**WHAT THE EXERCISE ASKS:** Locate each line below that contains the string "stripe" and copy those lines. Case matters.

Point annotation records
[start]

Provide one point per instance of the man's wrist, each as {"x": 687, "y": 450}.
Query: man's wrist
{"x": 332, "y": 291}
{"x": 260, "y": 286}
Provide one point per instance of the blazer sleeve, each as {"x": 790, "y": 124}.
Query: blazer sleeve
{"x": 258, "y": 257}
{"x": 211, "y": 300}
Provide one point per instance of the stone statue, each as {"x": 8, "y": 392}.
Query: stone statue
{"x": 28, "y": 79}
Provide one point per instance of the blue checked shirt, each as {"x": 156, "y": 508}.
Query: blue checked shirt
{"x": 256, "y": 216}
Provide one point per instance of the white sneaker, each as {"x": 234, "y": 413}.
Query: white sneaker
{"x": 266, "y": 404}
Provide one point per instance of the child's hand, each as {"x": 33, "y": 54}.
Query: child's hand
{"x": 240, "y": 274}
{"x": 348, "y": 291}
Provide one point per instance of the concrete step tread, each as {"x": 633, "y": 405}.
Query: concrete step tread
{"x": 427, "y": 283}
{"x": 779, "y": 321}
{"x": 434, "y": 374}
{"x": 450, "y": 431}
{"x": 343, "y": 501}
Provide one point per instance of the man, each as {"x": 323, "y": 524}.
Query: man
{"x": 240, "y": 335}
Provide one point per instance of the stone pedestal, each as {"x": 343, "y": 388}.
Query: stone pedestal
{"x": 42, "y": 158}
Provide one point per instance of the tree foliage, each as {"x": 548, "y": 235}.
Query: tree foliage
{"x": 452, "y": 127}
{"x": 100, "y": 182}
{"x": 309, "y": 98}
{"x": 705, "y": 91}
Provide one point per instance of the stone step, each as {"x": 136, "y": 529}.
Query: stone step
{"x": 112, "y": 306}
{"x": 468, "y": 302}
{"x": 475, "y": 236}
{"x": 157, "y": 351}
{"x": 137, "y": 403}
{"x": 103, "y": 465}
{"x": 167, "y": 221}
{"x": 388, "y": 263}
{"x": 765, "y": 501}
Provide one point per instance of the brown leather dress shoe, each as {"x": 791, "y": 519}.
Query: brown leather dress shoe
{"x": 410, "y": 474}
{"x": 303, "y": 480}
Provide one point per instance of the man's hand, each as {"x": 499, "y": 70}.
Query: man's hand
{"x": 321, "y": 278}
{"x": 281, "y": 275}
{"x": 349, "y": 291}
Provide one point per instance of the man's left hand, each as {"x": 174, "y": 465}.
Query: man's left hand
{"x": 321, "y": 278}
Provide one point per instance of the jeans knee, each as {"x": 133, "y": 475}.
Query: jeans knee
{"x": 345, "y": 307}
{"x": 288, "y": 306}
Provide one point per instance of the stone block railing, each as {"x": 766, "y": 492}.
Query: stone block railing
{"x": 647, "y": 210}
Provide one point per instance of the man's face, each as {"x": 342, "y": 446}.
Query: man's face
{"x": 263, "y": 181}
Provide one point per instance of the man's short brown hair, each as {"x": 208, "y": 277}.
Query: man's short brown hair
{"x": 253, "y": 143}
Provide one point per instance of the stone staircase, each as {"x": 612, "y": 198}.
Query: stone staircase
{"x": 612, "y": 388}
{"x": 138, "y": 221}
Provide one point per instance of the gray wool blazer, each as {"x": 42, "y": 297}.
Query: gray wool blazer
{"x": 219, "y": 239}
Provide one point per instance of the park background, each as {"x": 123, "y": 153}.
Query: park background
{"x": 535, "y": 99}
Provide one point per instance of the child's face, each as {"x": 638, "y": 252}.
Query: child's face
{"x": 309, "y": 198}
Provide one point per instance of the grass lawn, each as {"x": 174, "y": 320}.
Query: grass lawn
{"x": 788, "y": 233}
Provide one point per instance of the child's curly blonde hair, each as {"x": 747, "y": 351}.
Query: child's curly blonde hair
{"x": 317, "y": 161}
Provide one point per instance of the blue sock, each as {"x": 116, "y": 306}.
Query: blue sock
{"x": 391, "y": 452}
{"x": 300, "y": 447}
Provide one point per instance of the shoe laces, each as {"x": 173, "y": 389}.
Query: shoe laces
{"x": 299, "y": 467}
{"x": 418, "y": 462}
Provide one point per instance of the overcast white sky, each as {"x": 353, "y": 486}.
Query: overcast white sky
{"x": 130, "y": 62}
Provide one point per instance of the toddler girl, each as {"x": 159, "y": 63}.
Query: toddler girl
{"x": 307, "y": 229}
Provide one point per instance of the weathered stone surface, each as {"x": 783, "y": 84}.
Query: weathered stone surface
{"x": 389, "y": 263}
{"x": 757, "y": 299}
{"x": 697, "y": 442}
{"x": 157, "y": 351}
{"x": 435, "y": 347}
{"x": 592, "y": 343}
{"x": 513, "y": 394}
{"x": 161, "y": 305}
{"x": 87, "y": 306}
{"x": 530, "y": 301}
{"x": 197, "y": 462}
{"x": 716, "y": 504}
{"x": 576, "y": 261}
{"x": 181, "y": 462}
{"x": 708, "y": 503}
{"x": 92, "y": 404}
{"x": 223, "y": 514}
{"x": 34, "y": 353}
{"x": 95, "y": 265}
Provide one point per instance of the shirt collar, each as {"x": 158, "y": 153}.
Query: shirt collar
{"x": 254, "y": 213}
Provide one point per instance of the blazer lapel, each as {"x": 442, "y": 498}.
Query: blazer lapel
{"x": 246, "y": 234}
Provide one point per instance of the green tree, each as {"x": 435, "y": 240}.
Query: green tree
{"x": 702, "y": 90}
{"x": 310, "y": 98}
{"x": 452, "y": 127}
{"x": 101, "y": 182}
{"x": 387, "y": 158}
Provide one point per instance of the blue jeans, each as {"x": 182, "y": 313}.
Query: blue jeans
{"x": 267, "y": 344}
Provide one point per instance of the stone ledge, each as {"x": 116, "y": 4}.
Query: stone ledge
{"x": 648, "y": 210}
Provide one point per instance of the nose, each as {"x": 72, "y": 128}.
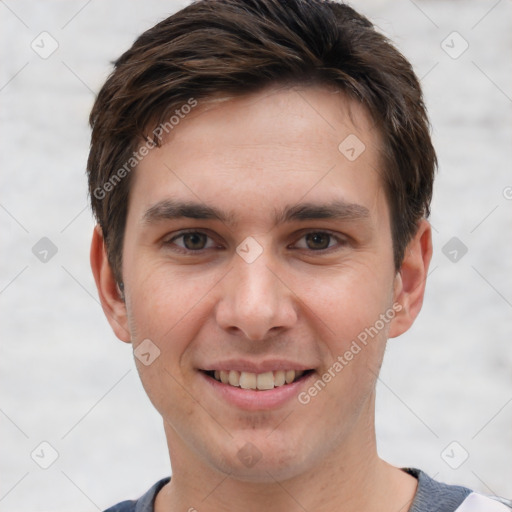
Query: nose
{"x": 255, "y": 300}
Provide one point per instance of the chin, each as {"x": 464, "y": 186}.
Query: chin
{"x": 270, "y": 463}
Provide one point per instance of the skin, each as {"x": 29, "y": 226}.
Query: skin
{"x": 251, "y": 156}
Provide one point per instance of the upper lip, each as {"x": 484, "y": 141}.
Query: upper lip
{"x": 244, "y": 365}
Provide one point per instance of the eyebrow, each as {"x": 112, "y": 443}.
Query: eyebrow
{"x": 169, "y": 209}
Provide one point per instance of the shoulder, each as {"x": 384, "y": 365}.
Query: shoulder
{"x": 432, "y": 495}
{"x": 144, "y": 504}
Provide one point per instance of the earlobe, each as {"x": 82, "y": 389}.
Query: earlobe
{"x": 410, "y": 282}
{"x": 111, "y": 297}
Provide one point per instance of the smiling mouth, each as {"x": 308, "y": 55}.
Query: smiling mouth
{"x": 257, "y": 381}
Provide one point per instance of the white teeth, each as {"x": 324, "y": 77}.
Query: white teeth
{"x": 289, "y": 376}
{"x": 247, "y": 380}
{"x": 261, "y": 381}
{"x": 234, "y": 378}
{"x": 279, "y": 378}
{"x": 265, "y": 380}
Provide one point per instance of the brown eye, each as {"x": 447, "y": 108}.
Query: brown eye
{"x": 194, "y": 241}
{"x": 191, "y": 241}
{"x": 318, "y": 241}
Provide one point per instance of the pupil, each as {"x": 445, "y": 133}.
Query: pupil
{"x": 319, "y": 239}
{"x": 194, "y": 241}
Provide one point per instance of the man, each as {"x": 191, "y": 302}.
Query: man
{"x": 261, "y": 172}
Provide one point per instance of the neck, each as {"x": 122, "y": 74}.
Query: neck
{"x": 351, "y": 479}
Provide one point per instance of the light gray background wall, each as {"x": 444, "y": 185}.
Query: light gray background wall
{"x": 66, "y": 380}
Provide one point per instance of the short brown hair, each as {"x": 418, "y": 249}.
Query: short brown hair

[end]
[start]

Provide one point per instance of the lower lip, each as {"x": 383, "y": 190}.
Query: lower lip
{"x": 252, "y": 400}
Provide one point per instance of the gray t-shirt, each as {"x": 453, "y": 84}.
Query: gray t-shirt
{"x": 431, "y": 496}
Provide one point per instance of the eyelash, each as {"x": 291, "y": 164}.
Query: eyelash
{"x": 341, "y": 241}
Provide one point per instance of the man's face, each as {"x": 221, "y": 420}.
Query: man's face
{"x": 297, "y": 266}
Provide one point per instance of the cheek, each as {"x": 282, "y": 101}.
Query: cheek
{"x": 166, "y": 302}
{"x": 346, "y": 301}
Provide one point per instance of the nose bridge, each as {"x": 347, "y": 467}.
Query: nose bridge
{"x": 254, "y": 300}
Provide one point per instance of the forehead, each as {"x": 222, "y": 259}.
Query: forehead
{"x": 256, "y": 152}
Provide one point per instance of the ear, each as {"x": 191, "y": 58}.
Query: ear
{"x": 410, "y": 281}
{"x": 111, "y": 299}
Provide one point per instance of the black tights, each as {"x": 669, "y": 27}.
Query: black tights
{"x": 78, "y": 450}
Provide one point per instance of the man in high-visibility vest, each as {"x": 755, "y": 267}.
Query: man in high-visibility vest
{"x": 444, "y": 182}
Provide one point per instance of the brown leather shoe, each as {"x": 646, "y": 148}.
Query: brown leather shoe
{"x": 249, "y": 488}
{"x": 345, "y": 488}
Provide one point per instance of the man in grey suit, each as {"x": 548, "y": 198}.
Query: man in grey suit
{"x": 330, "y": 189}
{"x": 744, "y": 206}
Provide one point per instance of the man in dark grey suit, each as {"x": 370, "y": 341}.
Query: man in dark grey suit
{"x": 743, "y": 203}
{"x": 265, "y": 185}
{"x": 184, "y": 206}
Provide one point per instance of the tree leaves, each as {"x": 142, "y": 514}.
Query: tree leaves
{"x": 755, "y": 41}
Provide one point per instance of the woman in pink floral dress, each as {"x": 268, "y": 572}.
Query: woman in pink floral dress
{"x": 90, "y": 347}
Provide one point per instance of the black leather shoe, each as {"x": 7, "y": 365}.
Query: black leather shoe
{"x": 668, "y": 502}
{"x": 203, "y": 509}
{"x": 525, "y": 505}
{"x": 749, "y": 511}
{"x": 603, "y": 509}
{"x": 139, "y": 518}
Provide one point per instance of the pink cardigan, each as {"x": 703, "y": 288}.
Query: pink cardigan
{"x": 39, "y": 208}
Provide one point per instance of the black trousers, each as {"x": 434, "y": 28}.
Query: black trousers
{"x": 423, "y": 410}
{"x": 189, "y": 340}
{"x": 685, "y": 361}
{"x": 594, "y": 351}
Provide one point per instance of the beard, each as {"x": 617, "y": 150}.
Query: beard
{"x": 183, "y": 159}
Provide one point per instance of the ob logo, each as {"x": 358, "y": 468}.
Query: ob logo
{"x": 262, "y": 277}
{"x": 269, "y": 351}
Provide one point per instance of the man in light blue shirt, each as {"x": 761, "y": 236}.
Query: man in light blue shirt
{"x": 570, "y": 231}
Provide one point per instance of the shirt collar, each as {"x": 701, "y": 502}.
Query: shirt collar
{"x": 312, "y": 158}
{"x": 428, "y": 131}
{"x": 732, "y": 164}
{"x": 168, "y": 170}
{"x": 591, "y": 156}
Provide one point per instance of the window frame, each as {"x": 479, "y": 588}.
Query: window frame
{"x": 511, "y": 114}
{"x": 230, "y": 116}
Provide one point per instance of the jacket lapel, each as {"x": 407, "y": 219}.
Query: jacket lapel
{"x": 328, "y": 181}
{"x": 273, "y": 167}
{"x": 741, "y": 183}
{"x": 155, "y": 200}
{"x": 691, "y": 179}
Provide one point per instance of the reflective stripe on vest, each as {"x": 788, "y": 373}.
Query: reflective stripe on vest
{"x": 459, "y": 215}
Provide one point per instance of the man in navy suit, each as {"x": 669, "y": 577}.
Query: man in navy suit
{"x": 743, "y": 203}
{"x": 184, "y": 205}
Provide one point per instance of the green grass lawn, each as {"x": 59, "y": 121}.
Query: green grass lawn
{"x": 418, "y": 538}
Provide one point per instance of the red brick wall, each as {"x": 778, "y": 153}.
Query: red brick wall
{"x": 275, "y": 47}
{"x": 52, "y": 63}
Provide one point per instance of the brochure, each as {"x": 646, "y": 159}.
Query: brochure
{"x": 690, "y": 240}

[end]

**THE ANSWER:**
Provide one point per instance of the reflective stripe on vest, each as {"x": 788, "y": 373}.
Query: reflective stripe on vest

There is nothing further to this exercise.